Segment Open

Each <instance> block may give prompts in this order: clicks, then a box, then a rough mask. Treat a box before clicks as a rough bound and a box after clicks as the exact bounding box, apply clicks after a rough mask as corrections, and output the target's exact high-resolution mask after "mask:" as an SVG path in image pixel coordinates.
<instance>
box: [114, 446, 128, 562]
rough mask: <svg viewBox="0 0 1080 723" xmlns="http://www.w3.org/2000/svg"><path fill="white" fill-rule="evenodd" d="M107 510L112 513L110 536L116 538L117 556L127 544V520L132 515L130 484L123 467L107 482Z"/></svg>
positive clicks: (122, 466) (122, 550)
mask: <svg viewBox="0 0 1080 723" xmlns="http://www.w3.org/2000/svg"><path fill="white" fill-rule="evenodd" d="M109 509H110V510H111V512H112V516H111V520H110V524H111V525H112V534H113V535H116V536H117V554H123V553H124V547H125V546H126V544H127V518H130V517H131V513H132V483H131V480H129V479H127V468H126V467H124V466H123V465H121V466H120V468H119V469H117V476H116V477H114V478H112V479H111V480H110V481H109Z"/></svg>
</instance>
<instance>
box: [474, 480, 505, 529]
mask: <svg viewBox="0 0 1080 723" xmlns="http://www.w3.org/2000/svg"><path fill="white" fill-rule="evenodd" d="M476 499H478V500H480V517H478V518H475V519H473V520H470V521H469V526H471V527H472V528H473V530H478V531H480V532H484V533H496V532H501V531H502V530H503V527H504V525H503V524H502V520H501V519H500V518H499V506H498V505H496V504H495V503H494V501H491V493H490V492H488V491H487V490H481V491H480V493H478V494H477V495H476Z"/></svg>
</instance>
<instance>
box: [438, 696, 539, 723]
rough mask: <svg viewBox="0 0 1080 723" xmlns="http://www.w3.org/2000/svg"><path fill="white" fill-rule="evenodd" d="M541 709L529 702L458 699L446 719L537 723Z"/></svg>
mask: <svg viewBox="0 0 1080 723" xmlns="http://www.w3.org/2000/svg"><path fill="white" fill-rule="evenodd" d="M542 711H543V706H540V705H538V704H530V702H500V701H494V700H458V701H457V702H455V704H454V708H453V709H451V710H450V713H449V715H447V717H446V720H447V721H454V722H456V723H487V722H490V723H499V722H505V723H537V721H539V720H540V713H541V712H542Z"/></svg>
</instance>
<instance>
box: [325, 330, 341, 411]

Segment Closed

#### Prompt:
Print every record above verbatim, line for line, with no changes.

#### Answer section:
Each <instance> block may give prompts in this order: clicks, then a box, then a rough mask. Treat a box before clicks as a rough bound and a box after clicks as the exact bounding box, apply clicks after a rough mask as corrections, and output the target's exact high-resolution mask after "mask:" as an SVG path in image pixel coordinates.
<instance>
box: [114, 446, 128, 562]
rough mask: <svg viewBox="0 0 1080 723" xmlns="http://www.w3.org/2000/svg"><path fill="white" fill-rule="evenodd" d="M107 510L112 513L110 536L116 538L117 556L127 544V520L132 515L130 484L123 467L107 482Z"/></svg>
positive clicks: (122, 466) (122, 550)
mask: <svg viewBox="0 0 1080 723" xmlns="http://www.w3.org/2000/svg"><path fill="white" fill-rule="evenodd" d="M109 509H110V510H111V512H112V516H111V520H110V524H111V525H112V534H113V535H116V536H117V554H123V553H124V547H125V546H126V544H127V518H130V517H131V513H132V483H131V480H129V479H127V468H126V467H124V466H123V465H121V466H120V468H119V469H117V476H116V477H114V478H112V479H111V480H110V481H109Z"/></svg>
</instance>
<instance>
box: [474, 480, 505, 529]
mask: <svg viewBox="0 0 1080 723" xmlns="http://www.w3.org/2000/svg"><path fill="white" fill-rule="evenodd" d="M476 499H478V500H480V517H478V518H475V519H473V520H470V521H469V526H471V527H472V528H473V530H478V531H480V532H484V533H496V532H501V531H502V530H503V527H504V525H503V524H502V520H501V519H500V518H499V506H498V505H496V504H495V503H494V501H491V493H490V492H488V491H487V490H481V491H480V493H478V494H477V495H476Z"/></svg>
</instance>
<instance>
box: [438, 696, 539, 723]
rough mask: <svg viewBox="0 0 1080 723" xmlns="http://www.w3.org/2000/svg"><path fill="white" fill-rule="evenodd" d="M541 709L529 702L458 699L446 719L537 723Z"/></svg>
mask: <svg viewBox="0 0 1080 723" xmlns="http://www.w3.org/2000/svg"><path fill="white" fill-rule="evenodd" d="M542 711H543V706H540V705H538V704H530V702H500V701H494V700H458V701H457V702H455V704H454V708H453V709H451V710H450V713H449V715H447V717H446V720H447V721H454V722H456V723H487V722H490V723H499V722H505V723H537V721H539V720H540V713H541V712H542Z"/></svg>
</instance>
<instance>
box: [325, 330, 341, 411]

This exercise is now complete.